YOUR TASK: Can you rewrite the rows below, beginning with the first one and stopping after the line that contains "point(621, 313)", with the requests kept unchanged and every coordinate in the answers scaled by 1.15 and rounded to whole numbers, halves going up? Leave the pictures out of your answer.

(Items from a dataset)
#####

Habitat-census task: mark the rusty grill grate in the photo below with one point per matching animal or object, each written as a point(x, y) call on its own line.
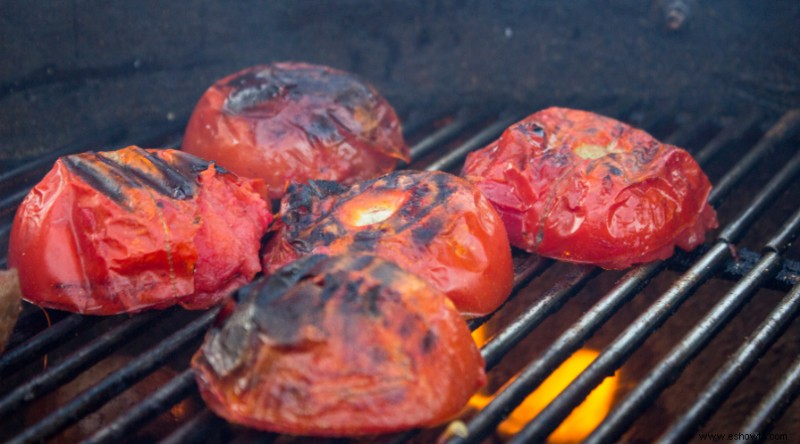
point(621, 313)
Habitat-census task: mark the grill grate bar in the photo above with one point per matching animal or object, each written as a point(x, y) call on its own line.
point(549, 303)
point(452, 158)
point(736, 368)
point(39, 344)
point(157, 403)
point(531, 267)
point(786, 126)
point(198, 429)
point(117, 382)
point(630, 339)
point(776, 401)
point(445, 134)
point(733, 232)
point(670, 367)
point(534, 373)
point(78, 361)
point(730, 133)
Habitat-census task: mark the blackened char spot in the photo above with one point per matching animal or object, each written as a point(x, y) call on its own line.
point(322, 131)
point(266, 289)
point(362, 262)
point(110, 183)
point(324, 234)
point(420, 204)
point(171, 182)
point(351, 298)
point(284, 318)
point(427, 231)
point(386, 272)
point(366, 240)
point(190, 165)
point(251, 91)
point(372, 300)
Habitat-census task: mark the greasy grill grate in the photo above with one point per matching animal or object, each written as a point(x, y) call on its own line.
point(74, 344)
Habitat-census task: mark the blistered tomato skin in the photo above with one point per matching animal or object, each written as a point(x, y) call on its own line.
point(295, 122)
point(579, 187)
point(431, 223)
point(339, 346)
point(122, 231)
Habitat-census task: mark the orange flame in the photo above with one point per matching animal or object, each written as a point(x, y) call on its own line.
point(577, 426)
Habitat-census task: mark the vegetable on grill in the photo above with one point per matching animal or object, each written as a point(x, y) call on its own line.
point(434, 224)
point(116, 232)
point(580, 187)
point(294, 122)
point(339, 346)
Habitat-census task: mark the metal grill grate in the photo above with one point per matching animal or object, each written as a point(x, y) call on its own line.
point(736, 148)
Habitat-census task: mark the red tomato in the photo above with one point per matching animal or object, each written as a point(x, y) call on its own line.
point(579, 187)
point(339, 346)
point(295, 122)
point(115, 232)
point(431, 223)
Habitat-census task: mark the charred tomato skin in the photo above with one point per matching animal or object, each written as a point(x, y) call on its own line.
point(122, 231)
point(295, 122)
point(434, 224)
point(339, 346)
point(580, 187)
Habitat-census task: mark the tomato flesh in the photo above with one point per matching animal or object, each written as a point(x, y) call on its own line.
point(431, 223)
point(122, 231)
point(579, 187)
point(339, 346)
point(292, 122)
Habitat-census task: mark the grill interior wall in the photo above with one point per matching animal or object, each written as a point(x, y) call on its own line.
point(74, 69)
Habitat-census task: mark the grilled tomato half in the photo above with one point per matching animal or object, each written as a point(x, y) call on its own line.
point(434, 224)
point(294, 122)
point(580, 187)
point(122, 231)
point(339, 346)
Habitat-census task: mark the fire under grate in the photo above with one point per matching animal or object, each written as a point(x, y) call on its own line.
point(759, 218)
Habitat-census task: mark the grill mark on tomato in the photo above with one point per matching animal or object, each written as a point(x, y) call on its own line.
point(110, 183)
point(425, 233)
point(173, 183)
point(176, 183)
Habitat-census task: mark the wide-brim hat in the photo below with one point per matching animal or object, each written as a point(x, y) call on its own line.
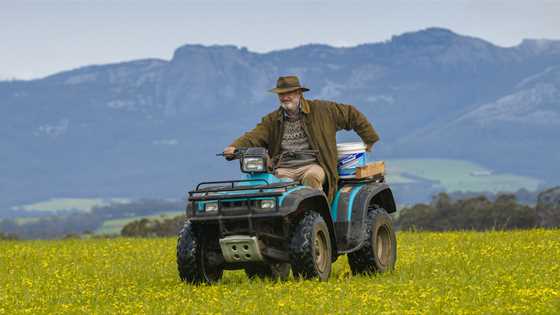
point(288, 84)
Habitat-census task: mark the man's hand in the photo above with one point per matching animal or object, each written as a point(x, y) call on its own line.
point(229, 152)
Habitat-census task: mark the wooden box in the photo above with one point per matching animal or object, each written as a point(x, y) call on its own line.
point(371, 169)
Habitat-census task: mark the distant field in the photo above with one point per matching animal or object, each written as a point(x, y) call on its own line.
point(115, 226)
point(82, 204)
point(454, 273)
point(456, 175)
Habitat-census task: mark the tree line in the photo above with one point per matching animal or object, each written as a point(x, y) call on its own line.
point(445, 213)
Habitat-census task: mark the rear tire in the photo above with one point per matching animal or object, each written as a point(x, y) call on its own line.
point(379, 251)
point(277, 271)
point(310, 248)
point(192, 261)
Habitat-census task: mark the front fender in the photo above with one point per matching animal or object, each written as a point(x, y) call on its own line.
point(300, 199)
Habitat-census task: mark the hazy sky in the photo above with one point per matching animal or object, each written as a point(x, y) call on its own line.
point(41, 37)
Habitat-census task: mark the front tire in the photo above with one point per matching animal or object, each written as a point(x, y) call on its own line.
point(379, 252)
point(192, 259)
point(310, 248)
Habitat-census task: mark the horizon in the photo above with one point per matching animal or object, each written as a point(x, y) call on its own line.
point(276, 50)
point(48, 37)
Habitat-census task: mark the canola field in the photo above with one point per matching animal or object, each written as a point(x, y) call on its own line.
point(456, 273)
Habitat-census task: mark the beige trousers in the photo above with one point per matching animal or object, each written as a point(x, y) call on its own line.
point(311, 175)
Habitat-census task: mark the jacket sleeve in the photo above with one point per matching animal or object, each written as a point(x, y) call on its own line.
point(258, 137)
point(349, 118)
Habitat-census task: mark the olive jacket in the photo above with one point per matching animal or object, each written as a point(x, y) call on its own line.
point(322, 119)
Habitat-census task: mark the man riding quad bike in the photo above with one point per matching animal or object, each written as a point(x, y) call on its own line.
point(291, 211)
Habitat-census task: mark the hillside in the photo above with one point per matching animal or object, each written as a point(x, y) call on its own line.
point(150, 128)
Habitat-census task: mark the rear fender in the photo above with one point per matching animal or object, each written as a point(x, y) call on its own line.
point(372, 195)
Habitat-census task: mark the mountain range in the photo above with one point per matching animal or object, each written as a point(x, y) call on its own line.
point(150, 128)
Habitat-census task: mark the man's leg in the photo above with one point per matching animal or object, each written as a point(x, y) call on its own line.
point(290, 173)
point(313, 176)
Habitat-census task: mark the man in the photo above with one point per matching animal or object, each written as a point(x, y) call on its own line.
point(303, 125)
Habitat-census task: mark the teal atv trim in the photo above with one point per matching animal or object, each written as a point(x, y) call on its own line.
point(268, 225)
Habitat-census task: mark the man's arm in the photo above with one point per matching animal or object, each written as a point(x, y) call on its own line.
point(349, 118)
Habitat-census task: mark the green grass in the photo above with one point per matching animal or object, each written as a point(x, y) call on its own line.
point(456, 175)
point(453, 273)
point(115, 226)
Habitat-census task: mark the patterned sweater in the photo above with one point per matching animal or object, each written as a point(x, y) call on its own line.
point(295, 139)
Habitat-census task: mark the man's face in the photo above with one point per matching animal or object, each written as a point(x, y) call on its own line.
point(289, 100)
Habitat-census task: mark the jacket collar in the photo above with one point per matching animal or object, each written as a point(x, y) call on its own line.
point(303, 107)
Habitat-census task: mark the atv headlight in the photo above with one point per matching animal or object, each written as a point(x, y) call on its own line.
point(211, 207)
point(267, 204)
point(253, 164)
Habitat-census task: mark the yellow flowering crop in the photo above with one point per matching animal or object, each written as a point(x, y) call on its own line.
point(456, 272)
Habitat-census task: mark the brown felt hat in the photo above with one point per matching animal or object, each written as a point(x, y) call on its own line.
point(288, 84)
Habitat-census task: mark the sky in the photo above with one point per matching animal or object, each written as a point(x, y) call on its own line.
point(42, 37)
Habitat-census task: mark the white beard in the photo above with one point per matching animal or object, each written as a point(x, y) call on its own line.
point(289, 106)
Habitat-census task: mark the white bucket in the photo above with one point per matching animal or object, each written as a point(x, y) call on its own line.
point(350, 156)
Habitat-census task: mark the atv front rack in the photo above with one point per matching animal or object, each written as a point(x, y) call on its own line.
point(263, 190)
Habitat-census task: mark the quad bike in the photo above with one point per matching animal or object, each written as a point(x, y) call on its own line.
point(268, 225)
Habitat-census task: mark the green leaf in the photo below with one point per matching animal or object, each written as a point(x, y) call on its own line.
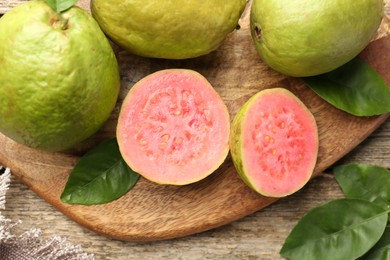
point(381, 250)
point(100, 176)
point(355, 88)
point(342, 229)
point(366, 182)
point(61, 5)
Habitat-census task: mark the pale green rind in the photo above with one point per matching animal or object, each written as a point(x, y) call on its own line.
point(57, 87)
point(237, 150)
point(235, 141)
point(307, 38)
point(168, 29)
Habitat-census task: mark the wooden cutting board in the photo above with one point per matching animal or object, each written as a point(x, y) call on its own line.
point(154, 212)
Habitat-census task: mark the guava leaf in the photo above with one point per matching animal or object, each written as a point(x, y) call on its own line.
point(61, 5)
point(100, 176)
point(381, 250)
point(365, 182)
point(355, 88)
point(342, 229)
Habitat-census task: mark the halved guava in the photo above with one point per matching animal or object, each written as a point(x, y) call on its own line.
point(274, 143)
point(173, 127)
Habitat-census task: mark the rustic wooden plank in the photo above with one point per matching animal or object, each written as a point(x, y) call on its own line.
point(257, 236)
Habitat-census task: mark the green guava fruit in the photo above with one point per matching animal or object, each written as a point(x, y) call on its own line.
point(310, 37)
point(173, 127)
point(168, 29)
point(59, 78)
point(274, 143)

#####

RESULT OF THE TASK:
Habitat-census task: mark the rusty grill grate in the photo below with one point per matching animal or object, each written as a point(x, y) call on its own line.
point(714, 360)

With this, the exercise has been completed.